=== GOALS ===
1) Translate this sentence from the interview excerpt into French: "The language of art is a language in itself, that’s what I believe."
2) According to the interview excerpt, where did the speaker buy a copy of Intimate Voices?
3) Extract from the interview excerpt the stretch from "Tom Leonard - The" through "the universal person.".

=== PASSAGE SHOWN ===
▼
JIM: Kelman I only came to in the past ten years. William McIlvanney was probably the first writer who used contemporary Scots whose work made me sit up and go, “Oh aye.” Laidlaw was the first of his books that I read. I reread it back in 2009 and realised it’s a far better book than I realised at the time; it was 1977 and I was only eighteen and couldn’t read books fast enough.

Tom Leonard was a big influence on me though. In his poem ‘100 Differences Between Poetry and Prose’ he writes ‘John Menzies doesn’t stock poetry’ and yet the amusing thing is that that’s exactly where I bought my copy of Intimate Voices which, of course, included his famous Glasgow Poems.

Tom Leonard - The Good Thief - from Six Glasgow Poems

That would’ve been about 1984 and it made a big impression on me. In an interview he wrote:

People make the mistake of saying that art should be in the language of communication, but the language of communication is not the language of Art. The language of art is a language in itself, that’s what I believe. So if someone writes in the language of art, it might be in a language that only two thousand people speak, but it’s still universal. The language of art is universal, but it doesn’t have to be a universal language of information: it is universal because it’s about the universal person.
▲
=== DATA LINES ===
▼
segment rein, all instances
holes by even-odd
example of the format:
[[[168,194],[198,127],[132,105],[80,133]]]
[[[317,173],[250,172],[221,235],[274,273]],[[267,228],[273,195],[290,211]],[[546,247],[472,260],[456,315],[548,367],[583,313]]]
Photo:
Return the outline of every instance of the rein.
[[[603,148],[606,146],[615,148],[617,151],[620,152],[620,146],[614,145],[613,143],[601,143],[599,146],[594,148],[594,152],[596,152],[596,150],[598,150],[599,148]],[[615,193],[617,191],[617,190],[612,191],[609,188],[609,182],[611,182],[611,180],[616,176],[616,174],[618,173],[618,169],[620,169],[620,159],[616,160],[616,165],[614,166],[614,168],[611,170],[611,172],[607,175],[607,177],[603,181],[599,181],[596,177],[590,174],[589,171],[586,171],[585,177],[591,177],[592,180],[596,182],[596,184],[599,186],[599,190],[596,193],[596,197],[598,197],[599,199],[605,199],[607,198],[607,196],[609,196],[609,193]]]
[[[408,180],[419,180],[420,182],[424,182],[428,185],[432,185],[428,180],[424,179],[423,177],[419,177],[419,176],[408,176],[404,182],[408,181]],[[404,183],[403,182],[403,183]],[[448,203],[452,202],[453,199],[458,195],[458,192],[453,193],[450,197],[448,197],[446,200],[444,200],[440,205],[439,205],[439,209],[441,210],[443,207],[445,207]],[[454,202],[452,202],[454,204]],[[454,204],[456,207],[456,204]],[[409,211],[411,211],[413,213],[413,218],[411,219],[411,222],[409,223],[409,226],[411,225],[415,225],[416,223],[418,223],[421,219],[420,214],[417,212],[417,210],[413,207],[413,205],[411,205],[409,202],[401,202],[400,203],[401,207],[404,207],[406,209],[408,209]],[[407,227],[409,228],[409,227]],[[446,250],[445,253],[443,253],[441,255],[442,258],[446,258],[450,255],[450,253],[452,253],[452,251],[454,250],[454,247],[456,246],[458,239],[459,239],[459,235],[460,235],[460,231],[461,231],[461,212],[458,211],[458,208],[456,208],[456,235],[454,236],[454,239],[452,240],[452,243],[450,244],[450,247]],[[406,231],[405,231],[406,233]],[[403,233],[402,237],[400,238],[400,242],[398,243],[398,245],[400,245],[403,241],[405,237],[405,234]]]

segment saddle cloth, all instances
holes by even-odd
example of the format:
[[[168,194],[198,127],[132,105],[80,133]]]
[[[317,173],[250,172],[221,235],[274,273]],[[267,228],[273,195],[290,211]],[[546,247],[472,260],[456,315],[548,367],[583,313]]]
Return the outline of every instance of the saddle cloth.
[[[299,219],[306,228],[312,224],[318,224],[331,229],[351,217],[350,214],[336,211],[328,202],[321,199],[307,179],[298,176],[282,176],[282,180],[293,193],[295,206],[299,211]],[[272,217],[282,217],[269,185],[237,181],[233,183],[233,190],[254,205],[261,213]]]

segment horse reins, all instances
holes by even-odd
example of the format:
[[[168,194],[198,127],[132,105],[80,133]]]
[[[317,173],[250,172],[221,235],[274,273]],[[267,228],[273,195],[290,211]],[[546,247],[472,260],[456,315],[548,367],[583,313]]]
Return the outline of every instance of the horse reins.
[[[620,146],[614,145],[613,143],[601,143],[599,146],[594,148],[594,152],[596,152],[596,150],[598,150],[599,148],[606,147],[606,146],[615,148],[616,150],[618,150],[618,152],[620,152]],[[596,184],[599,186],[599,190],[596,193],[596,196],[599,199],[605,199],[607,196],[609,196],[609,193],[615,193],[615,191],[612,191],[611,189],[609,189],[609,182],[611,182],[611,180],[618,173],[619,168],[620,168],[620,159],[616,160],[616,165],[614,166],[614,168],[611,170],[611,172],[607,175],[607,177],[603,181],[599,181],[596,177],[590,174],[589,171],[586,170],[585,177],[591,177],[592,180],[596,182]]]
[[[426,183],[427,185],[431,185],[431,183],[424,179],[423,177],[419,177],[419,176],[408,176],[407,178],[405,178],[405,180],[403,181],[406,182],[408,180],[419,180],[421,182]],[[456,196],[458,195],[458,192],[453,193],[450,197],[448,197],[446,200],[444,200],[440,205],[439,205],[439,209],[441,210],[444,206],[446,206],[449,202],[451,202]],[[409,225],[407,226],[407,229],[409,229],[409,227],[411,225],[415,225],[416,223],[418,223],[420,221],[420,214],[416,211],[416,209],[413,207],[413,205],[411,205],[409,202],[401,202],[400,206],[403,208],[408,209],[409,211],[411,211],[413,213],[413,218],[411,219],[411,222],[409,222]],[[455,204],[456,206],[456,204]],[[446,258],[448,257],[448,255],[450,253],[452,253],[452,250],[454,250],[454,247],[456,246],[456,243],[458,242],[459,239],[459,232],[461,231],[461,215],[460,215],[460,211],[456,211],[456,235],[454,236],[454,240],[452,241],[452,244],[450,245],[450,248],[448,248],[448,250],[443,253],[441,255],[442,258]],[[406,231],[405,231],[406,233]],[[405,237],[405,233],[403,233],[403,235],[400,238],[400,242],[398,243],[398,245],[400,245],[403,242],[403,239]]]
▲
=== COMPLETED EXERCISE ===
1) Le langage de l'art est un langage en soi, c'est ce que je crois.

2) At John Menzies.

3)
Tom Leonard - The Good Thief - from Six Glasgow Poems

That would’ve been about 1984 and it made a big impression on me. In an interview he wrote:

People make the mistake of saying that art should be in the language of communication, but the language of communication is not the language of Art. The language of art is a language in itself, that’s what I believe. So if someone writes in the language of art, it might be in a language that only two thousand people speak, but it’s still universal. The language of art is universal, but it doesn’t have to be a universal language of information: it is universal because it’s about the universal person.